PROVIDED PASSAGE:
Phil Neale

Personal information
- Full name: Phillip Anthony Neale
- Born: 5 June 1954 (age 72) Scunthorpe, Lincolnshire
- Batting: Right-handed
- Bowling: Right-arm medium

Domestic team information
- 1974–1975: Lincolnshire
- 1975–1992: Worcestershire

Career statistics
| Competition | First-class | List A |
| Matches | 354 | 339 |
| Runs scored | 17,445 | 7,253 |
| Batting average | 36.49 | 30.22 |
| 100s/50s | 28/89 | 2/32 |
| Top score | 167 | 128 |
| Balls bowled | 472 | 50 |
| Wickets | 2 | 2 |
| Bowling average | 184.50 | 25.00 |
| 5 wickets in innings | 0 | 0 |
| 10 wickets in match | 0 | 0 |
| Best bowling | 1/15 | 2/46 |
| Catches/stumpings | 134/– | 92/– |
- Source: CricInfo, 11 May 2020

Association football career
- Position: Left back

Senior career*
- Years: Team / Apps / (Gls)
- 0000–1974: Lincoln United
- 1974–1985: Lincoln City / 335 / (22)
- 1986–1987: Worcester City
- Gloucester City

= Phil Neale =

English footballer

Phillip Anthony Neale (born 5 June 1954) is an English former first-class cricketer who played for Worcestershire County Cricket Club, captaining the team to success in the County Championship in 1988 and 1989. He also played association football for Lincoln City, Scunthorpe United, Worcester City and Gloucester City. From 2000 to 2020 he worked as Operations Manager for the England cricket team.

RECORDED INFORMATION:

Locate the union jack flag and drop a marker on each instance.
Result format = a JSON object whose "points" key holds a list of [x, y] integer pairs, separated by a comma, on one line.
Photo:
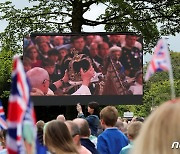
{"points": [[160, 60], [3, 124], [21, 118]]}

SHORT PROBLEM: In the Phil Neale article above, what job did he hold with the England cricket team from 2000 to 2020?

SOLUTION TO THIS EXERCISE: Operations Manager